_Exercise material_

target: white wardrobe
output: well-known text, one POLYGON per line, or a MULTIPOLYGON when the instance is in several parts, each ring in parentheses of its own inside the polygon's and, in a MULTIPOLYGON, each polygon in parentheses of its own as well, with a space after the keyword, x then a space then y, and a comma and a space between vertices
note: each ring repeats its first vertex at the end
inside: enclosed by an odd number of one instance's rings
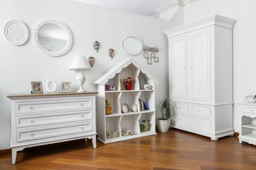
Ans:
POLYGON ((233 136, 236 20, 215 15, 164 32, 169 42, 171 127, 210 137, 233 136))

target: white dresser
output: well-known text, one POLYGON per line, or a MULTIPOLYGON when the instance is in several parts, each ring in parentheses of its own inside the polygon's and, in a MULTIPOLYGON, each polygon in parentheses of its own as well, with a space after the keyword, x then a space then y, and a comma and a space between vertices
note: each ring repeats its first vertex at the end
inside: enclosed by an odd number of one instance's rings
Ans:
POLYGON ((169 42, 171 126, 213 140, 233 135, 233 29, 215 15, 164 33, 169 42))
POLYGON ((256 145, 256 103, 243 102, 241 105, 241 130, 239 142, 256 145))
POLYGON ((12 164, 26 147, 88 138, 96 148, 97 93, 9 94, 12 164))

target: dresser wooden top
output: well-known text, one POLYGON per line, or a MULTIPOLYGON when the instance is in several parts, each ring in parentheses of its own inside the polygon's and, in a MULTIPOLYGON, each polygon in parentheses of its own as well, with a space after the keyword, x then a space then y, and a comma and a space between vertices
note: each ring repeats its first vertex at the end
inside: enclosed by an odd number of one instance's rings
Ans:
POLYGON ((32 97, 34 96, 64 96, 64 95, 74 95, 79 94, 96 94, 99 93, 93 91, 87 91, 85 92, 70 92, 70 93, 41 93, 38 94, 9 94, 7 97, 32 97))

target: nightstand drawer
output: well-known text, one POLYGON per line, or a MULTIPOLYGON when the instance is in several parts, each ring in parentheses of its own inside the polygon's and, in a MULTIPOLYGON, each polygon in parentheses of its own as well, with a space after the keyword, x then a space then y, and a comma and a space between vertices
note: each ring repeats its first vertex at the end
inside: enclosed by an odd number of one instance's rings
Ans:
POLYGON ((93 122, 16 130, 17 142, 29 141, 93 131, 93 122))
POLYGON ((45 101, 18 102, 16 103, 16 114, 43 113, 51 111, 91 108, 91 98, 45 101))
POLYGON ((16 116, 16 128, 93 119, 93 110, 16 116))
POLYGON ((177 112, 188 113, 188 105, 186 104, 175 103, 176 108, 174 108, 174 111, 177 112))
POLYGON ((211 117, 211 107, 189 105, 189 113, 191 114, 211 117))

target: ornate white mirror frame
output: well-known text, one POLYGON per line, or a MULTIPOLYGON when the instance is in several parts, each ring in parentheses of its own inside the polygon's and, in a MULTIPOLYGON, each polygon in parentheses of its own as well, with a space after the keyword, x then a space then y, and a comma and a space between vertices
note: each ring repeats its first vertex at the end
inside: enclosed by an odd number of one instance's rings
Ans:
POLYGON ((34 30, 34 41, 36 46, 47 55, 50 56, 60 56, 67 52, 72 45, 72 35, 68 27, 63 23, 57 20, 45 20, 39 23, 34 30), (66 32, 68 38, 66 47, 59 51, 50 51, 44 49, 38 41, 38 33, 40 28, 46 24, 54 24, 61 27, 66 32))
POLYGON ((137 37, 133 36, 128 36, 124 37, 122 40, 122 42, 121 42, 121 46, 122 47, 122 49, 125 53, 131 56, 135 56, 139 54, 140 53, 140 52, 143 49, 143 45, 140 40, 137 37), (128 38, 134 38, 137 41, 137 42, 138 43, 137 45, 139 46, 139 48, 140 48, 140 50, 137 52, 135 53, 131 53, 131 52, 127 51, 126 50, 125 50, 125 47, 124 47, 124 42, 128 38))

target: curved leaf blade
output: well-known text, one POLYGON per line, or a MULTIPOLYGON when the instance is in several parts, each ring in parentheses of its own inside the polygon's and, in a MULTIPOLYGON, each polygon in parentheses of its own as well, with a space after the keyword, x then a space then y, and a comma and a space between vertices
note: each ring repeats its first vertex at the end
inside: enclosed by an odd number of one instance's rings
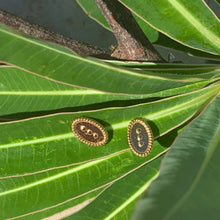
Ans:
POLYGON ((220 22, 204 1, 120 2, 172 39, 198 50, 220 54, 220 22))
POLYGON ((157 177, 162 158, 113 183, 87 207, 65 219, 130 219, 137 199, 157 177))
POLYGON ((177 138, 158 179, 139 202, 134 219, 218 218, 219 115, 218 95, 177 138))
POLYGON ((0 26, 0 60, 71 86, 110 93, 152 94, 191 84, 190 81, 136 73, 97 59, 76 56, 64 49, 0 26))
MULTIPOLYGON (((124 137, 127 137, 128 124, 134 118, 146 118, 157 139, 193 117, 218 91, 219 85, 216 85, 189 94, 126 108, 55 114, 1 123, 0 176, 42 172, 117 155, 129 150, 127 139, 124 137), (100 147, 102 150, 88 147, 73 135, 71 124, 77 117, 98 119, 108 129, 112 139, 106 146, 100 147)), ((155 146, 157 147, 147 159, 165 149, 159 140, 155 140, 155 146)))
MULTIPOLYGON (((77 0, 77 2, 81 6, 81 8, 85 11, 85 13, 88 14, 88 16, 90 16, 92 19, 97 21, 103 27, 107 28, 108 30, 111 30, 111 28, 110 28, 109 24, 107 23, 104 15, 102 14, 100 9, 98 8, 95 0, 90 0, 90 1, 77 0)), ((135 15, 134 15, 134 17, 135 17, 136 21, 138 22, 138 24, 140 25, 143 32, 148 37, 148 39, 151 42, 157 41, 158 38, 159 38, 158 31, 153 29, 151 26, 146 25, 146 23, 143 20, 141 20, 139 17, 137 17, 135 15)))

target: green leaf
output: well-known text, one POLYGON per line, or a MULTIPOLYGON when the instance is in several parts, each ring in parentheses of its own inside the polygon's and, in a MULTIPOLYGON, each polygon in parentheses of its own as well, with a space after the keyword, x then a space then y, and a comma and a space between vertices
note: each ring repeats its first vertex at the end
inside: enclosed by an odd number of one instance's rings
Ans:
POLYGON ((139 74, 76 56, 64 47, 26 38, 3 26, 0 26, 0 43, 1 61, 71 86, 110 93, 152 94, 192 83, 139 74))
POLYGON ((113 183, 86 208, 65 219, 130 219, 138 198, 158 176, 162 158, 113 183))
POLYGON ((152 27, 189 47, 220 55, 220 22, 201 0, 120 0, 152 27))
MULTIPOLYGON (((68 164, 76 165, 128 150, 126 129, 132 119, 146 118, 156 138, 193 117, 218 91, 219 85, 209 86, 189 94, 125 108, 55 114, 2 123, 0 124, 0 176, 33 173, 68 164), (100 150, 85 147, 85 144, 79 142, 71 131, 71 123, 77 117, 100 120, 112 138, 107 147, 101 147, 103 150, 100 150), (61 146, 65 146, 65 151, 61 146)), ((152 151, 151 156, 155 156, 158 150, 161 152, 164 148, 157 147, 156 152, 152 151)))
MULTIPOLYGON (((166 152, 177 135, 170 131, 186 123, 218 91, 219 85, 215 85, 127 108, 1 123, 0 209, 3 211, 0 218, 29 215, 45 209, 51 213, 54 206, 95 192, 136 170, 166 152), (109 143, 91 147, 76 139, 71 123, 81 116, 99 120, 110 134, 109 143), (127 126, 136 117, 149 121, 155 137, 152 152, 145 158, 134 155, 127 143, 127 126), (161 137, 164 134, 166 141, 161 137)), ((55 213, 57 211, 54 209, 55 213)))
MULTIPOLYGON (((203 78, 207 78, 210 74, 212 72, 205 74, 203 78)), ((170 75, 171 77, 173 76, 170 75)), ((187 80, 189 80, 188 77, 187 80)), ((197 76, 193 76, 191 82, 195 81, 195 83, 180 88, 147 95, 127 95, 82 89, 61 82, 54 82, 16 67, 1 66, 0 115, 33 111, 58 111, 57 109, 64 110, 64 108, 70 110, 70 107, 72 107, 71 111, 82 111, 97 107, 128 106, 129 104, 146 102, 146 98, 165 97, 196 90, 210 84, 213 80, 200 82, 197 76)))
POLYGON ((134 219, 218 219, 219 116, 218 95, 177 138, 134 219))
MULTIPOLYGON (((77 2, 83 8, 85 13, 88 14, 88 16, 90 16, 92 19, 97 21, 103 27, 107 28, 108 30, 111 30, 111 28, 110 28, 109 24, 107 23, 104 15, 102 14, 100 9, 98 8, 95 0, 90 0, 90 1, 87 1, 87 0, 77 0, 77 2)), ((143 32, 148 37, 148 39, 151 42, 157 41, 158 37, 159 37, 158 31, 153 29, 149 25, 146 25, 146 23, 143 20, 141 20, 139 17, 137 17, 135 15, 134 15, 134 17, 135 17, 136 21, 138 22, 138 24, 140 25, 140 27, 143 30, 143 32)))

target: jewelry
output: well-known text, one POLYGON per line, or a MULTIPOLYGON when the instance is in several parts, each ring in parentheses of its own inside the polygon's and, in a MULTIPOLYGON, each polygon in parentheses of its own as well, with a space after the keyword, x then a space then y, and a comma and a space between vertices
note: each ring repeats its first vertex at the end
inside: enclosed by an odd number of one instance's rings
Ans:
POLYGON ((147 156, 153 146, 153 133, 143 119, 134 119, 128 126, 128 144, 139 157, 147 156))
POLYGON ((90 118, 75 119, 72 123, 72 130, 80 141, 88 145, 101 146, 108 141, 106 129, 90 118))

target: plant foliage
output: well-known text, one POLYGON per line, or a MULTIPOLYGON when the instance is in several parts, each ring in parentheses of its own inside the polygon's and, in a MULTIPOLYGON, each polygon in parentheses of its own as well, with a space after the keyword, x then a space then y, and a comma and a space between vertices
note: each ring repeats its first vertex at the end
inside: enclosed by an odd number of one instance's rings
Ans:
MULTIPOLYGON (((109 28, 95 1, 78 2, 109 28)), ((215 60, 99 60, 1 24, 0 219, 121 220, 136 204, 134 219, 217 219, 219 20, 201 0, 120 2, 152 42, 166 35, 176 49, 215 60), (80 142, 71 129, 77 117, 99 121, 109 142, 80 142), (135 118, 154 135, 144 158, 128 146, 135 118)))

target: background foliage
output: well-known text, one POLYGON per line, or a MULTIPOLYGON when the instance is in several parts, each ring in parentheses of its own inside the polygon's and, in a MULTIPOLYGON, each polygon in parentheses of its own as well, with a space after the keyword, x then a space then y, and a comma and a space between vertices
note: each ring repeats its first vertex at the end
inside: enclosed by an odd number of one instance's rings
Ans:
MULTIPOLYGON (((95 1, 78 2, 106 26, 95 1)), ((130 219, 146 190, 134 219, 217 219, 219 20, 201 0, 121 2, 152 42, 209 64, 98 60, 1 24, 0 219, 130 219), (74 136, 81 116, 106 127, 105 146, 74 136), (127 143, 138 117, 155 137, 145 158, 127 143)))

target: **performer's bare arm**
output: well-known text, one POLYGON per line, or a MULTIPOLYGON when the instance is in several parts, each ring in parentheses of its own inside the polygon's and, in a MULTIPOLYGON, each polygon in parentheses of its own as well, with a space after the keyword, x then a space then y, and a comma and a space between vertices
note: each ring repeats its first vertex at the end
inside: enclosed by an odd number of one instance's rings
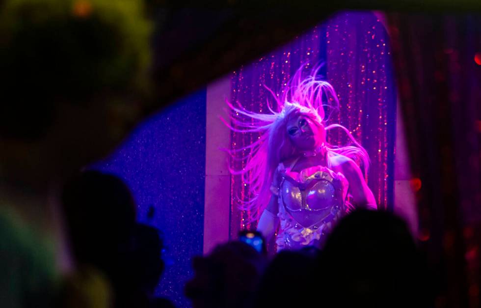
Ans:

_What this task involves_
Copy the rows character for character from their beginning through the line containing "POLYGON ((233 136, 236", with that line included, and leave the pictures out of your copy.

_Reply_
target: white wardrobe
output: well-known text, one POLYGON per line, or a MULTIPOLYGON when the instance is in several parts, each ring in parentheses of its own inside the polygon's and, in a MULTIPOLYGON, each polygon in parentheses of its own as well, with a space after the keyword, x then a space then y, and a comma and a space between vertices
note: each ring repeats its first vertex at the end
inside: enclosed by an odd number of one instance's rings
Ans:
POLYGON ((233 136, 236 20, 215 15, 164 32, 169 42, 171 127, 210 137, 233 136))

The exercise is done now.